→ Written problem
Reproduce the lines below word for word, starting at the line that contains "Given the photograph above, this system identifies the shoreline" and ending with the final line.

════════

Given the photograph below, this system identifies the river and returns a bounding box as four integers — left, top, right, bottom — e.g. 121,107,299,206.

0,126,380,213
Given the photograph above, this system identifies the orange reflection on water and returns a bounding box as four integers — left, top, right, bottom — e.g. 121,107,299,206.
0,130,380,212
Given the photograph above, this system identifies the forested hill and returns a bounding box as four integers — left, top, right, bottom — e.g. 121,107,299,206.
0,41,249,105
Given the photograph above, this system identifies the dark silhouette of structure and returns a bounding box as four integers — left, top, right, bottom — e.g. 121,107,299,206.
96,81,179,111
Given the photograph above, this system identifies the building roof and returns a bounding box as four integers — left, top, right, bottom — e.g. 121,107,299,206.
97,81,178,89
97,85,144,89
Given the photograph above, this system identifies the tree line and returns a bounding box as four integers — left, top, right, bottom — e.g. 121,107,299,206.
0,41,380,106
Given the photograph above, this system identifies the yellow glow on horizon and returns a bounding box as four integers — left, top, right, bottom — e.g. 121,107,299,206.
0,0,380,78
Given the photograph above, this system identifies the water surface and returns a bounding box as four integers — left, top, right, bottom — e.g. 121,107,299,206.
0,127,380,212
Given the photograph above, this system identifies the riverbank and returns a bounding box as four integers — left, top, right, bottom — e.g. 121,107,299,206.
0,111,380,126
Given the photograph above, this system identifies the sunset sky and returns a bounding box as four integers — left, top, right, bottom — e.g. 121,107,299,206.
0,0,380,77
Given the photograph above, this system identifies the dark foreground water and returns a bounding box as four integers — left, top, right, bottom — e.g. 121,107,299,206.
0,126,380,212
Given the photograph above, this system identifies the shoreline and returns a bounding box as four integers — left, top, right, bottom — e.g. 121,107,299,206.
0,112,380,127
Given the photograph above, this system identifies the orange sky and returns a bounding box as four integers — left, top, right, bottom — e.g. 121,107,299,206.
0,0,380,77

════════

→ Solution to the exercise
Given the photograph above, this system identifies the shoreline and returns a bounding box as four integers — left, top, right, bottom — e.g. 121,107,299,206.
0,112,380,127
Given the photograph above, this system identifies the orange sky and returns a bounding box as four integers — left, top, right, bottom — e.g. 121,107,299,206.
0,0,380,77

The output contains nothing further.